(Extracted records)
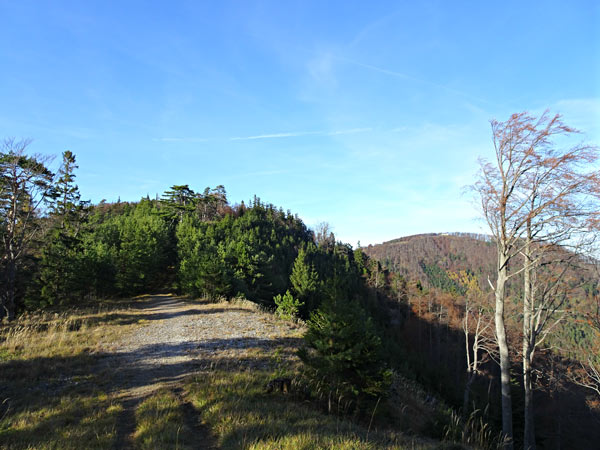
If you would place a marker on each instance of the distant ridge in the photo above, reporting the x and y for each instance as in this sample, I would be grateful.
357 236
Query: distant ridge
418 257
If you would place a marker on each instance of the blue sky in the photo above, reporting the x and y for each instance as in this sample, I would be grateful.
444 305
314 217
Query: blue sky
367 115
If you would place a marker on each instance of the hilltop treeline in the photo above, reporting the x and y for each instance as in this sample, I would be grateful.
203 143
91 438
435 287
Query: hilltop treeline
59 251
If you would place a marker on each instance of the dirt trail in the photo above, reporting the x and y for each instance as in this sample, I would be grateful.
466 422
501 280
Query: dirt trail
179 339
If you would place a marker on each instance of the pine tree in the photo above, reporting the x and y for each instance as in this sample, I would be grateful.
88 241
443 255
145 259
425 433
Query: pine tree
61 262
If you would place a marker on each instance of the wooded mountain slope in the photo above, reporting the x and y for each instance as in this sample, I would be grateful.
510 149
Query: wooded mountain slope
416 256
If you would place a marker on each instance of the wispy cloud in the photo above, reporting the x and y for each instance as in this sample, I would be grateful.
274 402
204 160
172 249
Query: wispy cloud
287 134
301 133
274 135
181 139
405 76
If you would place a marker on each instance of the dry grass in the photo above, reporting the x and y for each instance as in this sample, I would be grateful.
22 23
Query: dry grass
243 416
51 396
160 423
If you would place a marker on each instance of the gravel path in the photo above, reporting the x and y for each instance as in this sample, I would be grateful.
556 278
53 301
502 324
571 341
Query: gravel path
180 338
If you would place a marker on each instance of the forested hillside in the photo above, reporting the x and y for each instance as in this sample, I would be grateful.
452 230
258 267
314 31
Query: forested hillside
444 279
415 309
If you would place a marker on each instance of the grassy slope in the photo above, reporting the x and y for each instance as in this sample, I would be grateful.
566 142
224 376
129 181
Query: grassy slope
53 394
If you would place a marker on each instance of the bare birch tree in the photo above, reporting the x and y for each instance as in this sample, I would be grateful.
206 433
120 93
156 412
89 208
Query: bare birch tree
536 196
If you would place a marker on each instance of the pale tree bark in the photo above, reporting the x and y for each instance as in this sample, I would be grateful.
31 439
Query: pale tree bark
25 181
536 195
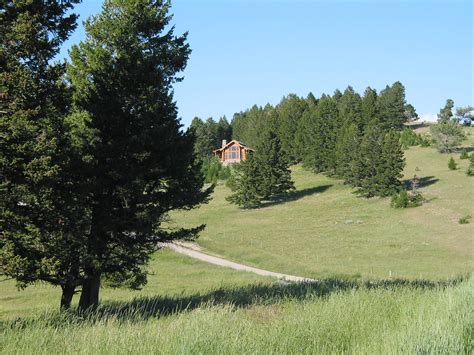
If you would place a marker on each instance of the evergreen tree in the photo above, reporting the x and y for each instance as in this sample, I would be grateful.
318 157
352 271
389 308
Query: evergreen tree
317 134
470 169
224 131
264 174
379 164
391 107
290 109
446 113
245 184
390 167
365 165
247 126
337 95
447 135
465 114
141 163
349 107
410 113
42 216
347 146
369 105
273 165
452 164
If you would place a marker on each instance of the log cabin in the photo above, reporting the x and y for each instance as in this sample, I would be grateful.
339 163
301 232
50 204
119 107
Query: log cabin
232 152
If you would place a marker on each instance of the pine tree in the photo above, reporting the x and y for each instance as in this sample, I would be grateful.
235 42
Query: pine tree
470 169
452 164
224 130
245 184
42 216
141 163
446 113
390 167
447 135
346 150
380 162
290 109
391 107
369 105
264 174
273 166
367 160
349 108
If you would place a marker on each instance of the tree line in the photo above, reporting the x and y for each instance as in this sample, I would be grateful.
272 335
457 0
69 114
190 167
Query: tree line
346 135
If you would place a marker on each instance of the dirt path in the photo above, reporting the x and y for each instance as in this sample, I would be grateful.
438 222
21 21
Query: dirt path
196 254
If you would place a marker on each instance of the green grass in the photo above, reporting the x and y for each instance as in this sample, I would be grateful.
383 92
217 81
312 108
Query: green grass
322 231
170 274
325 230
329 317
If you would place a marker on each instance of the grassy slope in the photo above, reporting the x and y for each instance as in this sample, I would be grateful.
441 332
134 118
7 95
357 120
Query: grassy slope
328 231
171 274
383 320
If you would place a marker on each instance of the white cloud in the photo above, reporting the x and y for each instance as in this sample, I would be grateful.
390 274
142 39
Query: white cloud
429 117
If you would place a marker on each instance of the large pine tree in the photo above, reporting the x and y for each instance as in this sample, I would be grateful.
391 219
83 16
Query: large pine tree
379 163
141 163
42 203
391 106
264 174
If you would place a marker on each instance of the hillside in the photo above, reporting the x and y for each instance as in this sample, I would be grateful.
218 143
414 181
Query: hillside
323 230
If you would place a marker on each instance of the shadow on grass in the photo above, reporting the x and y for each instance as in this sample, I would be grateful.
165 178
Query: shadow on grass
141 309
422 181
293 196
459 150
260 294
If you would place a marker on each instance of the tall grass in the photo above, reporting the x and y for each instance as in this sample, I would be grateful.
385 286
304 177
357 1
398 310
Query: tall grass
329 317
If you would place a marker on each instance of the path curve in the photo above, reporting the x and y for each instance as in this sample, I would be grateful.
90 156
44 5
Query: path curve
236 266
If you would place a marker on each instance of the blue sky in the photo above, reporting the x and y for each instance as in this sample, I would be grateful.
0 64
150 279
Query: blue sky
253 52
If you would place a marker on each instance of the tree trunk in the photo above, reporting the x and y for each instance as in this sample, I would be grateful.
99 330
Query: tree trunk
66 297
90 292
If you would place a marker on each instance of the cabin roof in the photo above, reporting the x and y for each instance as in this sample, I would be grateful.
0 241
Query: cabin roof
233 141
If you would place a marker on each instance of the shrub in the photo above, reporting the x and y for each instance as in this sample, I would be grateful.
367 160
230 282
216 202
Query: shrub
452 164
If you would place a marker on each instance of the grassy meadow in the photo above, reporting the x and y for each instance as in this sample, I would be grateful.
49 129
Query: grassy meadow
328 317
389 279
170 274
323 230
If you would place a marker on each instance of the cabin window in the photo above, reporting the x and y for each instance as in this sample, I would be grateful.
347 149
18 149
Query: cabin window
233 154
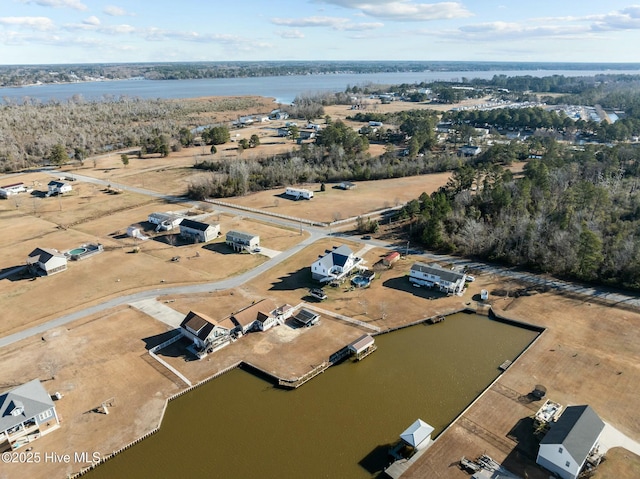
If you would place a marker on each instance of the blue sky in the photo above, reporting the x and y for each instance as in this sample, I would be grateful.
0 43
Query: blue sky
89 31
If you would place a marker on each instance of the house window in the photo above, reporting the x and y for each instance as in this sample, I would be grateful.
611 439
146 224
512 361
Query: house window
43 416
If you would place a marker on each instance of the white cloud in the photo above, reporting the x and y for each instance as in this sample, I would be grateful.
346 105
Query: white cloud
405 10
115 11
35 23
337 23
75 4
290 34
92 20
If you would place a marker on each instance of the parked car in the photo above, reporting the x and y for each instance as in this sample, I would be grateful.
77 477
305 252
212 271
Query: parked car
318 294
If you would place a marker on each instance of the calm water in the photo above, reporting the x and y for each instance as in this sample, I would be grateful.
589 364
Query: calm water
283 89
339 424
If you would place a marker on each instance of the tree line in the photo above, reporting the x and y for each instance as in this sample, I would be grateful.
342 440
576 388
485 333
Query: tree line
574 213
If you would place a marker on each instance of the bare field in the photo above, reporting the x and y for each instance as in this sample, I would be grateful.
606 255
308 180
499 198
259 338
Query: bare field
93 360
589 354
334 203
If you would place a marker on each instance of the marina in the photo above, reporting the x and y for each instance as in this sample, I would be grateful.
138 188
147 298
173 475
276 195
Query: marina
373 399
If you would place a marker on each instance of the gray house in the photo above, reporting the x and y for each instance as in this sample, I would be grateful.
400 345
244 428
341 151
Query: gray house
26 413
240 240
566 447
199 232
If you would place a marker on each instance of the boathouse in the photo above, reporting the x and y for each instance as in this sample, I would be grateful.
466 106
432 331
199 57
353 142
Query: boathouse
307 318
26 413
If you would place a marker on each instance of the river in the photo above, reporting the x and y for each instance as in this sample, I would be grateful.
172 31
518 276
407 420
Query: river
340 424
283 88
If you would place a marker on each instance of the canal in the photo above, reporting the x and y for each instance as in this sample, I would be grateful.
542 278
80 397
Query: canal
341 423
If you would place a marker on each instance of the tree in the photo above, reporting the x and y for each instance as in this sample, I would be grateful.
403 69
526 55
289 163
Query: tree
58 155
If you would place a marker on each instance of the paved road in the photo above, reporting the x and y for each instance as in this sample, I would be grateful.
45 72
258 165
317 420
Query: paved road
315 233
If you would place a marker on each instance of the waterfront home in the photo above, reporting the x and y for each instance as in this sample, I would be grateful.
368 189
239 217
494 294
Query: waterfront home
418 435
564 450
199 232
241 241
13 189
298 193
206 334
259 315
58 187
26 413
47 260
432 275
335 264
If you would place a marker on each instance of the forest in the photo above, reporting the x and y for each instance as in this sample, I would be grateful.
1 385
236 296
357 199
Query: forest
574 213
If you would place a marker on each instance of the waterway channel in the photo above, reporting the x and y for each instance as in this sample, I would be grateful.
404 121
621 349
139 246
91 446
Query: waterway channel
341 423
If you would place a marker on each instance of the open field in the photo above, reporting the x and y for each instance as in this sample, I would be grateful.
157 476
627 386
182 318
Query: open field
589 354
118 270
91 361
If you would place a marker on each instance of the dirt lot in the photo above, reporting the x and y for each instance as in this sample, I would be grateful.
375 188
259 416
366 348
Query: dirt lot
589 354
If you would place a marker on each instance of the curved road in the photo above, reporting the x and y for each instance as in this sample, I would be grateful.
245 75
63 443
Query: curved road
315 234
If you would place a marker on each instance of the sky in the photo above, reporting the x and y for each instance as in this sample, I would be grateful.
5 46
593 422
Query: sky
96 31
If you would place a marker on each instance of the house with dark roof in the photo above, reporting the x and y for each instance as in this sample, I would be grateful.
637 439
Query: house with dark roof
241 241
566 447
260 315
47 260
199 232
26 413
207 334
432 275
334 265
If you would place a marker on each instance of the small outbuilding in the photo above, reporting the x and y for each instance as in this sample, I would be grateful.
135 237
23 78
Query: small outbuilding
241 241
199 232
47 260
418 435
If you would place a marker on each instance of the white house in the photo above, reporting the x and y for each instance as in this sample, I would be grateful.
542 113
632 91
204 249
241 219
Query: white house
198 231
206 333
299 193
164 221
58 187
240 240
26 413
260 315
335 264
566 447
48 260
13 189
446 280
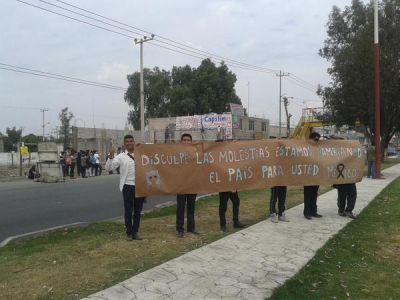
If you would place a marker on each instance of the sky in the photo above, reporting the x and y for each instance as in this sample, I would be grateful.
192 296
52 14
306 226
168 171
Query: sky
278 35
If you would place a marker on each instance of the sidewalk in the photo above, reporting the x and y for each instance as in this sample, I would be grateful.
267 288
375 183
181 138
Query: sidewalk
250 263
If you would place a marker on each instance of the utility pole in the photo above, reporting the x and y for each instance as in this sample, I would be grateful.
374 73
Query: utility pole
43 124
280 75
141 41
288 116
248 98
377 94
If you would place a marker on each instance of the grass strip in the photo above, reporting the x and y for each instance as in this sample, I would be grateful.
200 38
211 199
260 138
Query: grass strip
361 262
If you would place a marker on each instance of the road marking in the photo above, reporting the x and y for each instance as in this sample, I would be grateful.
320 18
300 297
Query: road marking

#### AIM OF THE TASK:
If a line contains the word "marking", count it; give the total for the entries above and nothing else.

#### SOLVED EXERCISE:
2